■ ЗАДАНИЕ 1
Перепишите все строки записей слово в слово, ничего в них не меняя.

──────── ТЕКСТ ────────

Что о. Вассиан полагал дело спасения более во внешности, могут подтверждать еще такие случаи. Придавал он своей схиме или, вернее сказать, схимническому облачению, такое важное значение, что, обращаясь к кому-либо из близко знакомых монахов и указывая на свою схиму, имел обыкновение так говорить: «Трепещут схимы бесы, трепещут рабе Божий». ― Вместе с тем он занят был мыслию, что будто он основал скит, так как он по летам и по поступлению в обитель был старше других, полагавших начало скиту, и вместе с ними много трудился при очистке места для скита от вековых деревьев, вырезая их и вырывая корни собственными руками. Должно еще принять во внимание то, что о. Вассиан коротко был известен митрополиту Киевскому Филарету (Амфитеатрову) и пользовался его благосклонностию. Это потому, что когда митрополит Филарет был епископом в Калуге, то ежегодно пpиезжал на несколько дней в Оптинский скит, который и основан по его мысли и указанию. Всегдашнее святое свойство сего владыки было поприветствовать простого человека-старожила (каков и был едва ли в то время не единственный в скиту о. Вассиан) и выслушать от него события из простого быта людей. ― Владыка сей сам и в схиму его постриг.
Митрополит Киевский Филарет (Амфитеатров)
Пока в Калуге епископствовал расположенный к старцу Леониду преосвященный Никанор, братия в Оптиной пустыни жили довольно спокойно. Но скоро по распоряжению высшего начальства последовала перемена, Никанор переведен был из Калуги в другую епархию, а на место его прибыл преосвященный Николай, и дела в обители приняли иной оборот.
Отцу Вассиану, как было известно, очень не нравилось то, что к старцу о. Леониду приходило много народа не только из монашествующих обоего пола, но и из мирских лиц также обоего пола. Прибытие старца с учениками в скит представлялось о. Вассиану наплывом нечистой силы, а старца Леонида и его учеников он не иначе называл, как по имени «лянидовшина». В сильном расстройстве духа он так иногда жаловался окружавшим его: «Я вот и скит заводил, а меня-то и знать никто не хочет, а у него-то ишь сколько народу-то! Да вишь это… колдовство. Я эту арынь „лянидовшину“ разгоню». ― Так, думается, говорил о. Вассиан, надеясь в сем деле более на помощь Киевского митрополита Филарета. Притихшие было на время не расположенные к старцу, а вместе и к о. настоятелю Моисею, братия воспользовались этою слабою стороною и простоватостию о. Вассиана и решились иметь его в своих руках как орудие для выполнения своих тайных замыслов. В числе этих нерасположенных были вышеупомянутый г. Брюзгин и некоторые подначальные священнослужители, присылавшиеся консисториею в Оптину пустынь для исправления. Они всячески возбуждали недовольного схимника жаловаться на старца Леонида новому владыке и с его согласия, и от его имени неоднократно писали к преосвященному доношения, в которых выставлялась, конечно, ложь. Многолюдное стечение народа к старцу представлялось ими зазорным и нарушающим скитское безмолвие несмотря на то, что посетители приходили не прямо в скит, а на пасеку, которая отделена была от скита, как и теперь, высокою стеною, где и находилась келлия старца о. Леонида, куда и вход снаружи был совершенно отдельный, и, следовательно, никому из скитян помехи от сего не было. Замечательно, что почти все восстававшие против старца братия впоследствии не могли найти покоя в Оптиной пустыни и разбрелись по разным монастырям, а некоторые из них имели даже тяжкую кончину.

────────

■ ЗАДАНИЕ 2
Воспроизведите отрывок из текста об Оптиной пустыни от «Митрополит Киевский Филарет» до «приняли иной оборот.», заменив в нем «братия» на «монахи».

──────── ВЫДЕРЖКИ ИЗ ДАННЫХ ────────

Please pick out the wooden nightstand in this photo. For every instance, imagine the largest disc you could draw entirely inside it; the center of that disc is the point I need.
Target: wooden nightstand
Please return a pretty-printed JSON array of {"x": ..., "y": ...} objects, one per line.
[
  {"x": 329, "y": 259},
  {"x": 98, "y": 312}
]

────────

■ РАЗБОР РЕШЕНИЯ 1
Please pick out the wooden nightstand in this photo. For every instance, imagine the largest disc you could draw entirely inside it; the center of that disc is the point I need.
Target: wooden nightstand
Please return a pretty-printed JSON array of {"x": ..., "y": ...} objects, one per line.
[
  {"x": 329, "y": 259},
  {"x": 98, "y": 312}
]

■ РАЗБОР РЕШЕНИЯ 2
Митрополит Киевский Филарет (Амфитеатров)
Пока в Калуге епископствовал расположенный к старцу Леониду преосвященный Никанор, монахи в Оптиной пустыни жили довольно спокойно. Но скоро по распоряжению высшего начальства последовала перемена, Никанор переведен был из Калуги в другую епархию, а на место его прибыл преосвященный Николай, и дела в обители приняли иной оборот.